Passage provided.

If you asked me to describe how 2017 has been for me so far, in just one word, that word would be “funny.”  The months have simply flown by.  There have been some periods of intense learning and growth.  During these times, I felt on top of the world.  Training and nutrition were dialed in.  Work was challenging and busy, but not difficult.  On the flip side, there have also been periods, like the one I find myself in right now, which were the complete opposite.

During these times, nutrition is a daily battle, when I manage to train everything feels hard and heavy.  Just getting through the day at work seems to sap all my energy and creativity.  It’s enough to make me feel like giving up entirely.  But you know what, sometimes it’s okay to do just that!

The last few weeks in particular have been very strange.  Nothing catastrophic has happened as such, but there has been just enough upheaval and lack of routine, to completely throw me off my game.  There has been lots of eating out and sleeping in. Plenty of missed gym sessions, and very little getting done to help me to achieve my long term goals.  I have put on weight, and I am pretty sure my FitBit thinks I am dead.  In short, there has been a definite back slide.

I can’t tell you how strong the urge is to beat myself up about this.  Words like “stupid,” “pathetic” and “failure” come to my mind unbidden and it takes so much effort to repress them.  My rational mind knows that progress is always non-linear.  It’s normal to take two steps forward and one backwards.  Sometimes we hit that snake and slide all the way back to where we started!  But, even that, when it happens is not is not a tragedy.  We bring all the knowledge and tools we have acquired back to square one with us.

Work to be completed. Copy out the part of the passage about the writer's 2017 that starts at the words "If you asked" and ends after "do just that!". The items come from a separate source and have no connection to the passage.

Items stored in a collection
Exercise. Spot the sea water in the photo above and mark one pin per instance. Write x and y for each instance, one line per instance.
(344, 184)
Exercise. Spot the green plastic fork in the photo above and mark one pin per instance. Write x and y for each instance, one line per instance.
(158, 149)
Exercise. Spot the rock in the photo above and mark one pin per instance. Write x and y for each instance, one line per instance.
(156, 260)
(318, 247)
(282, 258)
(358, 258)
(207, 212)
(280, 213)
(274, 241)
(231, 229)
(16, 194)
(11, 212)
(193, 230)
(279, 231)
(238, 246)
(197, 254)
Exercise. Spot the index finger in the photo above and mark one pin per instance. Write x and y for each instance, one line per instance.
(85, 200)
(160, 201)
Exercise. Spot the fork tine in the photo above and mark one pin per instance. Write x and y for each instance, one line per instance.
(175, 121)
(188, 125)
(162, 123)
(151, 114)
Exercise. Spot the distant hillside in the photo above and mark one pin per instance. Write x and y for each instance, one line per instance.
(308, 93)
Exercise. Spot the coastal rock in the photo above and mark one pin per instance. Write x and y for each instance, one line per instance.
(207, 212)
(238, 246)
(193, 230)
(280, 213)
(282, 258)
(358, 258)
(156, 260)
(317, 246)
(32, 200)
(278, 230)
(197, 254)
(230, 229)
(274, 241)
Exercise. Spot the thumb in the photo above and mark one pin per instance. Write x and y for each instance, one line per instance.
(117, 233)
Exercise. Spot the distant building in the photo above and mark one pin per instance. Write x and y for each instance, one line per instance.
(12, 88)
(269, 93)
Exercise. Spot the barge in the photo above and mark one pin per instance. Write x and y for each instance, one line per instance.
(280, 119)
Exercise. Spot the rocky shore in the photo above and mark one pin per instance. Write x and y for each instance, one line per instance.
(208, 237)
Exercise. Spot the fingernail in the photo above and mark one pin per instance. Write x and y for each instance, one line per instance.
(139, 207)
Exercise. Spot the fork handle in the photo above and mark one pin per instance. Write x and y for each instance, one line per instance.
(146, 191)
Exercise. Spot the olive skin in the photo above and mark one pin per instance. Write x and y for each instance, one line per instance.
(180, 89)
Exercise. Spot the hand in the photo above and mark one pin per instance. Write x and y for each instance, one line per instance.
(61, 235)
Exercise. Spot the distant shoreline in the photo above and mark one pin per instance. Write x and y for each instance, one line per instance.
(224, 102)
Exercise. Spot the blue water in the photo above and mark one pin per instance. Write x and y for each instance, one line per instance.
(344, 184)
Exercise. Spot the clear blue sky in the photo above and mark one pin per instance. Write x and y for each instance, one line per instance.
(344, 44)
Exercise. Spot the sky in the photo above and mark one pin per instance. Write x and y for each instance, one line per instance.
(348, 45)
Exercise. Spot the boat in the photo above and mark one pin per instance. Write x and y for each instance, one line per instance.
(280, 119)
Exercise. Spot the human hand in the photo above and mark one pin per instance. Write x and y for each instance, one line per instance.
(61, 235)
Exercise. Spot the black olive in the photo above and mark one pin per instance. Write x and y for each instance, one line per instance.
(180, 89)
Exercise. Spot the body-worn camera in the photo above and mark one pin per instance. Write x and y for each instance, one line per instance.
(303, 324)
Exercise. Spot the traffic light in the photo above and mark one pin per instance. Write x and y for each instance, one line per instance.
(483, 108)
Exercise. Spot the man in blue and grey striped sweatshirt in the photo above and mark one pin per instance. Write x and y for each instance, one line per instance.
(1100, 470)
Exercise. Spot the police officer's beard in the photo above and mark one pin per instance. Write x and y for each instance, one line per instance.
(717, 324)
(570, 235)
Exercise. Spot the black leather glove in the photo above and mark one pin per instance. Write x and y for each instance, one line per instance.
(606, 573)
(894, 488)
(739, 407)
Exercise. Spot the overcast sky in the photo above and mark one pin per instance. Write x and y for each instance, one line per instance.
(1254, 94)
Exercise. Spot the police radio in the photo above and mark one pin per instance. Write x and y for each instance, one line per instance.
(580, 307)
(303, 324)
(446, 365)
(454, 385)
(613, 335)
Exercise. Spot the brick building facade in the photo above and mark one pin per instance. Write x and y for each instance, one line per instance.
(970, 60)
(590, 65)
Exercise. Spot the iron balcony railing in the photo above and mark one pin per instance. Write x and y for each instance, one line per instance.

Result for this exercise.
If you asked me to describe how 2017 has been for me so far, in just one word, that word would be “funny.”  The months have simply flown by.  There have been some periods of intense learning and growth.  During these times, I felt on top of the world.  Training and nutrition were dialed in.  Work was challenging and busy, but not difficult.  On the flip side, there have also been periods, like the one I find myself in right now, which were the complete opposite.

During these times, nutrition is a daily battle, when I manage to train everything feels hard and heavy.  Just getting through the day at work seems to sap all my energy and creativity.  It’s enough to make me feel like giving up entirely.  But you know what, sometimes it’s okay to do just that!